→ Stored data:
┌──
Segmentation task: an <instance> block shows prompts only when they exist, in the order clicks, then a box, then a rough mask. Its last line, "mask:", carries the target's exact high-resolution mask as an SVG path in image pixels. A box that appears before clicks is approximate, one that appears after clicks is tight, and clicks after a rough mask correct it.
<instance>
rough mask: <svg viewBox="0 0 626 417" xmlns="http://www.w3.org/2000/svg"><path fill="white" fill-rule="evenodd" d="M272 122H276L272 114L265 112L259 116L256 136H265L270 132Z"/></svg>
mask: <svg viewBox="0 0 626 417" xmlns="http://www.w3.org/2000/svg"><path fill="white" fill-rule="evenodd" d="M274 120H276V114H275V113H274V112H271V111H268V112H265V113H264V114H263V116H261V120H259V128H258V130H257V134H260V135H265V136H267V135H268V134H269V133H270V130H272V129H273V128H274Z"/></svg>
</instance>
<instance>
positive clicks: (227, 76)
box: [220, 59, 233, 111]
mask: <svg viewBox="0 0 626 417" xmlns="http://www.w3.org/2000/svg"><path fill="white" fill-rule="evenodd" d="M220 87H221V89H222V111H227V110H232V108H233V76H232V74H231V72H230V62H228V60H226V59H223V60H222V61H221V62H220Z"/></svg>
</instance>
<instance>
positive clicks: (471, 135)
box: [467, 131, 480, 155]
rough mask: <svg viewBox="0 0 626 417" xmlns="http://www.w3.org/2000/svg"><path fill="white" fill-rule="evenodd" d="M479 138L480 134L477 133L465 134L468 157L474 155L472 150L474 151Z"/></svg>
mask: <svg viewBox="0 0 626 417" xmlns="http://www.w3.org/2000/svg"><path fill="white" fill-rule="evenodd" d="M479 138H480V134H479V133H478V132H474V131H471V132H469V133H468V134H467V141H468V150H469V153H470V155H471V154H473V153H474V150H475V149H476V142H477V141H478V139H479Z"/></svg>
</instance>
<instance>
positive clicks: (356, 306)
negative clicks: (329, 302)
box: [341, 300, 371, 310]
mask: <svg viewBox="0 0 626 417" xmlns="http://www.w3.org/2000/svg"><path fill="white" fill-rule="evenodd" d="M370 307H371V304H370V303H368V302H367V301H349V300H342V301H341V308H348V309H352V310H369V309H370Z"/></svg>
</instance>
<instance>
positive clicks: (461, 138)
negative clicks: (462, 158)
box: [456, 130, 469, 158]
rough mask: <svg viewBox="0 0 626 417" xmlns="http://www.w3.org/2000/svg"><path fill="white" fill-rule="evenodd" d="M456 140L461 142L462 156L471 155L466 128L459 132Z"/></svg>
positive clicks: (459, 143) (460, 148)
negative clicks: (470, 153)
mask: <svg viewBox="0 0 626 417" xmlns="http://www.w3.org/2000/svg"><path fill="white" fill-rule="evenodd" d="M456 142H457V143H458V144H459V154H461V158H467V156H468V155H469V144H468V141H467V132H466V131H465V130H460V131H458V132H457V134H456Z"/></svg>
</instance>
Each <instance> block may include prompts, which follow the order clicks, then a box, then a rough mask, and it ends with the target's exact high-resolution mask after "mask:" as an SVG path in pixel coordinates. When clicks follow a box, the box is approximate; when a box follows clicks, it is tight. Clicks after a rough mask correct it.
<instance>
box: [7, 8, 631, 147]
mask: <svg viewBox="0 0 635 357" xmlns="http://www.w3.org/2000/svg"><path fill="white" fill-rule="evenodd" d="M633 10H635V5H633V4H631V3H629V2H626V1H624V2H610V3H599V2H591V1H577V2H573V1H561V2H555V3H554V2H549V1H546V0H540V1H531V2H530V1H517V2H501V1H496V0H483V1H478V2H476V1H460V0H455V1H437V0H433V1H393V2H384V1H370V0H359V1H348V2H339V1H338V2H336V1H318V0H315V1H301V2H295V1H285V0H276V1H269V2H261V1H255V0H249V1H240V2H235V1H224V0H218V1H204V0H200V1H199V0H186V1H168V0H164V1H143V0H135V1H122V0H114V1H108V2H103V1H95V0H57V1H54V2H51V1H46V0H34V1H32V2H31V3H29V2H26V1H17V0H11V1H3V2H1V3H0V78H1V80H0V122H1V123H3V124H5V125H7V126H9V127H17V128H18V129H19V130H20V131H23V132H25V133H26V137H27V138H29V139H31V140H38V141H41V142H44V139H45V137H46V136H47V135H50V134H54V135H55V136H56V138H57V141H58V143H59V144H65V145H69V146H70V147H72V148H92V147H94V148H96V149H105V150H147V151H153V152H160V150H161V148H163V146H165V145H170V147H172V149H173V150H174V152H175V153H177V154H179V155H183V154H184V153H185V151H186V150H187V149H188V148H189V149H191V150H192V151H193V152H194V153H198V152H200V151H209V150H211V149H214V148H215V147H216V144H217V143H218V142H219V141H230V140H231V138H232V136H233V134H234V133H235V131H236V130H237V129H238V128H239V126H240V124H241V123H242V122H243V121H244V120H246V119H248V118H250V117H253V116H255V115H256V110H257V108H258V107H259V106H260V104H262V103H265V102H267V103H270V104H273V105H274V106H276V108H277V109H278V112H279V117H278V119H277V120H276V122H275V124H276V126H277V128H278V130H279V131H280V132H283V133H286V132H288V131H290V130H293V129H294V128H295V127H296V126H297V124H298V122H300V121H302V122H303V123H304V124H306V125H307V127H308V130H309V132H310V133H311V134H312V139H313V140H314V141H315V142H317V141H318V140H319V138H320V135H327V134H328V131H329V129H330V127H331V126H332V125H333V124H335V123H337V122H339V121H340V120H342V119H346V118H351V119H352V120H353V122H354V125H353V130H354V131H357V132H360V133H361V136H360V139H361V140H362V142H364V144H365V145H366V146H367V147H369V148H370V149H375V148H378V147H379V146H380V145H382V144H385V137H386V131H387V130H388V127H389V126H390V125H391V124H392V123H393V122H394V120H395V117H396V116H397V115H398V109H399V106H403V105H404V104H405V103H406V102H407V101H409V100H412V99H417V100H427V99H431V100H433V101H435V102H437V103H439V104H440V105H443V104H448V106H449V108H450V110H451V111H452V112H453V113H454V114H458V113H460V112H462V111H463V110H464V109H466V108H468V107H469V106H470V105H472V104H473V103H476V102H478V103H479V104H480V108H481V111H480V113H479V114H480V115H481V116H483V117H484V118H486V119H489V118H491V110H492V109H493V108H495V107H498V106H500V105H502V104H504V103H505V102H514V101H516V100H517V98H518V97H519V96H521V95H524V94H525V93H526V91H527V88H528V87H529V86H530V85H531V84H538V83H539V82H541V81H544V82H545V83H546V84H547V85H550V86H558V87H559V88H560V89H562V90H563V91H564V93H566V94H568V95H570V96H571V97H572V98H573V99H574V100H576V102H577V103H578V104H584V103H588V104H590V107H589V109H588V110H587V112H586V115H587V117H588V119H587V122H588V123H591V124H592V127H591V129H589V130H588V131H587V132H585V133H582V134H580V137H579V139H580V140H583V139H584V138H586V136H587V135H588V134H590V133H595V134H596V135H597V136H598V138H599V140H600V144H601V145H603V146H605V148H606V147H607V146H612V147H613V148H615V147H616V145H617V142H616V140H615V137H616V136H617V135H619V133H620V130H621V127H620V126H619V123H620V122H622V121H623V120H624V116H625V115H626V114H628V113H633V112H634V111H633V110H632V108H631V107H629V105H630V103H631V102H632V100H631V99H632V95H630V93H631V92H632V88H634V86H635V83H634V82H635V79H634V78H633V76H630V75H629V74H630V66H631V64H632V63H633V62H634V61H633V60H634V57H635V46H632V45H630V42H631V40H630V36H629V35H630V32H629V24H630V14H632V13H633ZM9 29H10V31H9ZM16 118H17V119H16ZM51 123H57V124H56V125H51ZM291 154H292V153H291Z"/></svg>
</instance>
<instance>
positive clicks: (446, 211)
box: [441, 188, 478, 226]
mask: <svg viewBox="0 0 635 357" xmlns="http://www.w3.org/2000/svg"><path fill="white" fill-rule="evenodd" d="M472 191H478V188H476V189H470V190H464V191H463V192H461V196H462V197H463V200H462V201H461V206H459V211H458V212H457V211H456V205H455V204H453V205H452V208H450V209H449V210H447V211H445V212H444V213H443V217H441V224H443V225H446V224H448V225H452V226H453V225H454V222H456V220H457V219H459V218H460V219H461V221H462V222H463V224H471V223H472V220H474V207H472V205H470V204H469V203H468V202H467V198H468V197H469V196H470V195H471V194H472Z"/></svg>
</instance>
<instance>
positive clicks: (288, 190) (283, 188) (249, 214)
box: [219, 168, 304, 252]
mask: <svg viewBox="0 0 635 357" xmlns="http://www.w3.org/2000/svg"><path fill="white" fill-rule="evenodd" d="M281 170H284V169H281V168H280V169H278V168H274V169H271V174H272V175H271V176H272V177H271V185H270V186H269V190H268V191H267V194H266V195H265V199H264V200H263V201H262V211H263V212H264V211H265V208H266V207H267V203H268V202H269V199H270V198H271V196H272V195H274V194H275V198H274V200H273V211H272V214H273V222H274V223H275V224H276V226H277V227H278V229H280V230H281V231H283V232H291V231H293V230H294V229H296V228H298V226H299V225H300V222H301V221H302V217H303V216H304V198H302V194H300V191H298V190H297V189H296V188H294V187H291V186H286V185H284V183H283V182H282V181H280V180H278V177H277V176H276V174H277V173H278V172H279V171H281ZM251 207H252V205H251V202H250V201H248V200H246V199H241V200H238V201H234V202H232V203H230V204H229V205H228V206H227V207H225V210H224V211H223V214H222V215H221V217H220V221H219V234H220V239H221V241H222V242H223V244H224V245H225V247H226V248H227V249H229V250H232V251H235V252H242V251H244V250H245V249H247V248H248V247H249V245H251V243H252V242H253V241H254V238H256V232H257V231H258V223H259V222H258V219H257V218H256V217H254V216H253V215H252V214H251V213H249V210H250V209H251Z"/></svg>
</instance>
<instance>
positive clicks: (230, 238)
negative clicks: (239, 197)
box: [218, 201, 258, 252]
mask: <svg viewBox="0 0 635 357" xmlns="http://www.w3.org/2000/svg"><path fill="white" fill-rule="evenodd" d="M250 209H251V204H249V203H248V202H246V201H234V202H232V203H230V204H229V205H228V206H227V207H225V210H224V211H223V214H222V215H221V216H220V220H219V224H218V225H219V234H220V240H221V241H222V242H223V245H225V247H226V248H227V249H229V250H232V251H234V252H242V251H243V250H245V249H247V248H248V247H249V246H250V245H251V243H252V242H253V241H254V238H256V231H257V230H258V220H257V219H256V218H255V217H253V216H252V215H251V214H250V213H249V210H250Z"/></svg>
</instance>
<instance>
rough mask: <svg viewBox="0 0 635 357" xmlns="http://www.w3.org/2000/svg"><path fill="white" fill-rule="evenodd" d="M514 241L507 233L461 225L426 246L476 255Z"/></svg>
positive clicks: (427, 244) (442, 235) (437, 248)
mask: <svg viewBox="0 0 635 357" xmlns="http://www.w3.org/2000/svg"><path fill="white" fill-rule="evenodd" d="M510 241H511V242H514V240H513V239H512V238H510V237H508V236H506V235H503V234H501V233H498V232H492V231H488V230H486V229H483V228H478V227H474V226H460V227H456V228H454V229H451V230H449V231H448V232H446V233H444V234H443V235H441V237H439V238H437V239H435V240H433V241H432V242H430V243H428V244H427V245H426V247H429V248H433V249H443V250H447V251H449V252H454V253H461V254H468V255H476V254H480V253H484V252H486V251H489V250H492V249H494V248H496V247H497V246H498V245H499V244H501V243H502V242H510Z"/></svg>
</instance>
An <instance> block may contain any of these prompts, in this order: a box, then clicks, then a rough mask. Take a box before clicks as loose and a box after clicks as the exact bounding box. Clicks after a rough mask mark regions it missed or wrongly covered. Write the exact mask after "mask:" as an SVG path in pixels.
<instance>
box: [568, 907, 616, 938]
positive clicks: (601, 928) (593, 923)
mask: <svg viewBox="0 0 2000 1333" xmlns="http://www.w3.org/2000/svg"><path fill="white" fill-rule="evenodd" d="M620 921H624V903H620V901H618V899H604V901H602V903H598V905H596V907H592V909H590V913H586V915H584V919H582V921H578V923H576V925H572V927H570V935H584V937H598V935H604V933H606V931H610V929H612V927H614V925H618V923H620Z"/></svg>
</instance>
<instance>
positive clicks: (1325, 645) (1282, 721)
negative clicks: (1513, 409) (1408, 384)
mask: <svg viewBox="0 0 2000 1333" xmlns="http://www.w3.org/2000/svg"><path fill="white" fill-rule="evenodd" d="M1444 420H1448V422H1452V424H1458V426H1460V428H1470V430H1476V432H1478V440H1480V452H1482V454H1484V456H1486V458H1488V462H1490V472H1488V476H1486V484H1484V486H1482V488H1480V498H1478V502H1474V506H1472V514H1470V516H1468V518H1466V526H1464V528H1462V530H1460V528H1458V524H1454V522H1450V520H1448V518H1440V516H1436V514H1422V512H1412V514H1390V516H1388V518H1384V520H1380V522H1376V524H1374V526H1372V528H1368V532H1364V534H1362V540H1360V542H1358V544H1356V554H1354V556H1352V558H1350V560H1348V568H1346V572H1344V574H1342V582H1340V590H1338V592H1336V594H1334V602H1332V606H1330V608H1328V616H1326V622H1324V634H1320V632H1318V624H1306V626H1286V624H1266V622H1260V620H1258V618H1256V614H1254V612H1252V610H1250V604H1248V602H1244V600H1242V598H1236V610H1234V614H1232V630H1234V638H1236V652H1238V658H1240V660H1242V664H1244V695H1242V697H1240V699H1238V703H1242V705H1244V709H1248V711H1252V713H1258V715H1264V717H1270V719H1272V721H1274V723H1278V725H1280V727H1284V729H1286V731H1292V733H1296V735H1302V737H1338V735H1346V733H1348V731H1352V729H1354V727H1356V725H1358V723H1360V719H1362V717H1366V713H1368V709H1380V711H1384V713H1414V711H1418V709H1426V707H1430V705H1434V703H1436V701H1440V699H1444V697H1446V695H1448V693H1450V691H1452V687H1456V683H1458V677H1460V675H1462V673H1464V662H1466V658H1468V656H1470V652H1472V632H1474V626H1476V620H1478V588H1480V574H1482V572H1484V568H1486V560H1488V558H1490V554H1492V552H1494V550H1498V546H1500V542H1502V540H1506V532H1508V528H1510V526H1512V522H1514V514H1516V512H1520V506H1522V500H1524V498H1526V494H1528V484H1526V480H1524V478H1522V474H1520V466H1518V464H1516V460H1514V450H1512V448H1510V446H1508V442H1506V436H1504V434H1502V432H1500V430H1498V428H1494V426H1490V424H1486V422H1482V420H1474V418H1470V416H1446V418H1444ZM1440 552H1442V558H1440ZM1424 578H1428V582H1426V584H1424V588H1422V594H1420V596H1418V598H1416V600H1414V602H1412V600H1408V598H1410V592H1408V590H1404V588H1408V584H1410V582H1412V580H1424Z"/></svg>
└──
Replace "negative clicks" with "negative points" in the data and write out the lines from the one containing "138L480 134L477 133L465" up to and including the one containing "box: [456, 130, 469, 158]", with nothing else changed.

→ RESULT OF THIS TASK:
rough mask: <svg viewBox="0 0 626 417" xmlns="http://www.w3.org/2000/svg"><path fill="white" fill-rule="evenodd" d="M479 138L480 134L477 133L465 134L468 157L474 155L472 150L474 151Z"/></svg>
mask: <svg viewBox="0 0 626 417" xmlns="http://www.w3.org/2000/svg"><path fill="white" fill-rule="evenodd" d="M479 138H480V134H479V133H478V132H474V131H471V132H469V133H468V134H467V141H468V150H469V153H470V155H471V154H473V153H474V150H475V149H476V142H477V141H478V139H479Z"/></svg>
</instance>
<instance>
positive clicks: (356, 306)
negative points: (329, 302)
box: [341, 300, 371, 310]
mask: <svg viewBox="0 0 626 417" xmlns="http://www.w3.org/2000/svg"><path fill="white" fill-rule="evenodd" d="M370 307H371V304H370V303H368V302H367V301H349V300H342V301H341V308H348V309H352V310H369V309H370Z"/></svg>
</instance>
<instance>
positive clicks: (461, 138)
negative points: (462, 158)
box: [456, 130, 469, 158]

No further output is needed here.